(Text segment begins)

Float Pool, CNA

Published

I have been trying to find a full time job right now, but really no luck. I have tried places from surgery, to central sterile tech, to even an environmental aide, but still I get denied. What's funny is that I have had 7 years experience working at a hospital, a first time job at a hospital of all places, and I still get denied. I don't understand what the employees are looking for, because I have plenty of experience in the healthcare field. What's funny is that I applied to the places even the hospital where I work at!

But after some thinking, I decided to apply for float pool. Why, because I have lots of experience in floating.

On my unit before I transitioned to another job, I was floated once every week to another unit. The first time I did that, it was hard, because the unit I worked at was a rehab unit, and it was a WHOLE different experience. In rehab, I only took vitals once every 12 hours and had to round. It was a laid back floor, even if it was busy. And I usually had a few patients, but when I floated, I had about 15 patients, and I had to take vitals every four hours, which was hard. I hated floating when I first started, but in time, I got in the routine of it, and there were times where I wanted to float instead of being on my unit. Especially days on weekend, because I had to get almost all of my patients ready for weekend therapy, and it was pretty bad. That's one of the reasons why I will NOT work as a day cna anymore.

For a while, I have been debating whether to apply for night shift again because of float pool. And today, I decided to apply, because I think floating is the best thing for me right now.

(Text segment ends)
(Provided data begins)

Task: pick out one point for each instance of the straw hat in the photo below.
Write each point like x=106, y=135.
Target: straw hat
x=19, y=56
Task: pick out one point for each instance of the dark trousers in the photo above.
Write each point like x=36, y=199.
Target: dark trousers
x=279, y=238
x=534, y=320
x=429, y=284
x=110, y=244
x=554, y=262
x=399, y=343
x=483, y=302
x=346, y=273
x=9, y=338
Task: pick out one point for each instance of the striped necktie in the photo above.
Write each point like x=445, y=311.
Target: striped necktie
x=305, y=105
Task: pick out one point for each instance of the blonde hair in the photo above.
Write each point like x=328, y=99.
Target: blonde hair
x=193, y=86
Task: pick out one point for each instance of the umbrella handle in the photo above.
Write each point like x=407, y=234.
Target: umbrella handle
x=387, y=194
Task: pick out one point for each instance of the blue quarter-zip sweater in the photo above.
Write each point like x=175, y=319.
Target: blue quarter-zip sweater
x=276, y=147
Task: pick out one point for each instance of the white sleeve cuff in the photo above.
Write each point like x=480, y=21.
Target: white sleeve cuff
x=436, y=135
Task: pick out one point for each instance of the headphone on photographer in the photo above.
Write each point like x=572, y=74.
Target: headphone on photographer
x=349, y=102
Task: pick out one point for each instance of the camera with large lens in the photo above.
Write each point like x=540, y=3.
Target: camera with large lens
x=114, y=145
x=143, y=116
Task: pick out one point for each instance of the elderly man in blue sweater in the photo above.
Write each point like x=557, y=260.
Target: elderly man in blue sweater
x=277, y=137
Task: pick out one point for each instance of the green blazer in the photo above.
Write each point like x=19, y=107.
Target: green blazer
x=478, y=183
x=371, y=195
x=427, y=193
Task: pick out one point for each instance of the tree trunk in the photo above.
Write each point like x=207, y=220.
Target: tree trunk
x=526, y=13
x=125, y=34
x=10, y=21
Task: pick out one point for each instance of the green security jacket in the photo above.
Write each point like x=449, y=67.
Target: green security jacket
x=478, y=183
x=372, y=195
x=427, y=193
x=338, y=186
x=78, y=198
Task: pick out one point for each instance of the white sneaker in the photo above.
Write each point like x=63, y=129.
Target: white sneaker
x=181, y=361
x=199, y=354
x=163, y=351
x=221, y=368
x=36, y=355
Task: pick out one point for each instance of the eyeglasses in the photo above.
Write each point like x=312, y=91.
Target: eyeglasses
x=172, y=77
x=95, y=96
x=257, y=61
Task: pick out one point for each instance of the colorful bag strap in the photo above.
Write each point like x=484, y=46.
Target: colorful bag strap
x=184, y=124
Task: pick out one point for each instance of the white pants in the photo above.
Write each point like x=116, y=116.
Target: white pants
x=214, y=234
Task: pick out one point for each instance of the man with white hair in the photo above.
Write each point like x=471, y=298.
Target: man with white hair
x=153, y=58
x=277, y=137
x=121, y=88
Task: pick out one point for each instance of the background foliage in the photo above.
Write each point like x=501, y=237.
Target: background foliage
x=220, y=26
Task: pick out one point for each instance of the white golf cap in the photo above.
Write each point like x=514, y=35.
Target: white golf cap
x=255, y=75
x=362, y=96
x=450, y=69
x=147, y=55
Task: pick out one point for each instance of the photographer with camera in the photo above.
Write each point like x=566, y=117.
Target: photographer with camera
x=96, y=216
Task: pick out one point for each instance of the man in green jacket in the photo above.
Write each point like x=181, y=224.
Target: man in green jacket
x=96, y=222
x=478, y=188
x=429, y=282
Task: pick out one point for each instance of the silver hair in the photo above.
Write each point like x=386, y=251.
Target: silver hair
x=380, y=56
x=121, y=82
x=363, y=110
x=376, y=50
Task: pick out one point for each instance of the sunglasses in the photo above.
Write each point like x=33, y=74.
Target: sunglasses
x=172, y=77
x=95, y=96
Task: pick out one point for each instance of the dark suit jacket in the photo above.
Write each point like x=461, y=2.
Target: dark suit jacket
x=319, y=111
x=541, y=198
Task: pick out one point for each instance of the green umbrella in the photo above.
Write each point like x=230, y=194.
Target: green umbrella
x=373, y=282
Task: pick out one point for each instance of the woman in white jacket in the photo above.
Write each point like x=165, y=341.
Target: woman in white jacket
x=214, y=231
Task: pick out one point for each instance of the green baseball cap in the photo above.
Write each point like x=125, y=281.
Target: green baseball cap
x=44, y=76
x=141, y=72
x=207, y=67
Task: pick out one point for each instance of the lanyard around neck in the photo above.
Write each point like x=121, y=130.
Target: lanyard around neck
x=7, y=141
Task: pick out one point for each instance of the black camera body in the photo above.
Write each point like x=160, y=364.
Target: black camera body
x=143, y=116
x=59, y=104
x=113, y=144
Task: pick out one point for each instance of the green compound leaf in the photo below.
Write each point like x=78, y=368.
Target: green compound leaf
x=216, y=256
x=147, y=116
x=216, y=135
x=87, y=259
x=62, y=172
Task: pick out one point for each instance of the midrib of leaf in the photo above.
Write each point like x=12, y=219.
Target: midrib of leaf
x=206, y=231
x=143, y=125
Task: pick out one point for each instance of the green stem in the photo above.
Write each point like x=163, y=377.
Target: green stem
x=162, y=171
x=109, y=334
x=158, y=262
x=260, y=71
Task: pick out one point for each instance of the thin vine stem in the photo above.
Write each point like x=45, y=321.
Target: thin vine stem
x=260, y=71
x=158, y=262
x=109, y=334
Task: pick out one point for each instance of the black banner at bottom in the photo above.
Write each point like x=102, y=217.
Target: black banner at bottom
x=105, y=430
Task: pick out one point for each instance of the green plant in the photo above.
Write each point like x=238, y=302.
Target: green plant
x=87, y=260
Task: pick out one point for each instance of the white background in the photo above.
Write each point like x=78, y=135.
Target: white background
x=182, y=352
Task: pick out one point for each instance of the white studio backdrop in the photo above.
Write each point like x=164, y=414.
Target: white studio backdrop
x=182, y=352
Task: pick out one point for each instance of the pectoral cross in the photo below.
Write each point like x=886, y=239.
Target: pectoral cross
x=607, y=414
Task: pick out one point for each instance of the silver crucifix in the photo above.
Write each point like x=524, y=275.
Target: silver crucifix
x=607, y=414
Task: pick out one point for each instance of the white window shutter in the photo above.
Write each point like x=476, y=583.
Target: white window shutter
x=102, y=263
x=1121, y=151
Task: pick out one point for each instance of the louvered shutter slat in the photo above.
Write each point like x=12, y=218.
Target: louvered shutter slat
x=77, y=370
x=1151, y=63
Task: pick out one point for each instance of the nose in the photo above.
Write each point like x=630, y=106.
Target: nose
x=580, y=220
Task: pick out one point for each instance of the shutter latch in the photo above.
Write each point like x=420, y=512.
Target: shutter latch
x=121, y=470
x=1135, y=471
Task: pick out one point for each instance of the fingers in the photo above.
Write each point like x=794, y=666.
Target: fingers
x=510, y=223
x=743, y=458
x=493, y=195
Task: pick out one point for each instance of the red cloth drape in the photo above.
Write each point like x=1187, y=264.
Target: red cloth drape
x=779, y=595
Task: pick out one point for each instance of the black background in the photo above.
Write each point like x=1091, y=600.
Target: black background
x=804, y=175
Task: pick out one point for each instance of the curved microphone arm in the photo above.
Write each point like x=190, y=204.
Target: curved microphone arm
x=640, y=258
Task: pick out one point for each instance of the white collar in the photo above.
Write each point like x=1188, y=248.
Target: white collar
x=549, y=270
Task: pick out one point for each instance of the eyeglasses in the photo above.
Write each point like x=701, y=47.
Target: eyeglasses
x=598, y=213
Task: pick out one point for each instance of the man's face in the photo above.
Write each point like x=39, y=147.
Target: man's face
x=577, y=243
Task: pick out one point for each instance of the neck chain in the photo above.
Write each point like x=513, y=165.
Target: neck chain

(Provided data ends)

* _Activities_
[1] How would this sentence from the float pool post read in Spanish: "But after some thinking, I decided to apply for float pool."?
[2] What comes next in the post about applying to the float pool? Continue it from where it stops.

* _Expected results_
[1] Pero, después de pensarlo un poco, decidí postularme al grupo de personal flotante.

[2]
Having to go through it already many times, I have lots of experience floating days and nights, and I think it's better for me to experience different things.

Even going to another department in my unit, I just feel that I'm not going anywhere anymore. I feel like I have been taken advantage of by my supervisor, because I have worked so hard and it doesn't seem to matter to her. She always feels like I have to do something and orders me around, and not in a nice way. She can be nice if she HAS to, but otherwise I don't want to work for her anymore. I feel like being on both sides of the unit isn't enough for me anymore, and my heart's not into it.

For floating, I know there's risks of being on the floor all by myself, as I have experienced it many times. Yes, I do feel bad that I can't give the best of care, but now I understand I must do what I can. If something wrong happens, I did what I could, and they can't take the blame on me. If it's fully staffed, then that's another story. Plus, there's risk that they will give me the crappy assignments, but hey, who said any work was going to be easy?

I know that the hours may not be available, but for now that's not an issue, until something happens. But I know for a fact that they need people right now.

The big plus side for me,is that I am already there working at the hospital, so there's a greater chance that I will get the position, and I already know most of the hospital.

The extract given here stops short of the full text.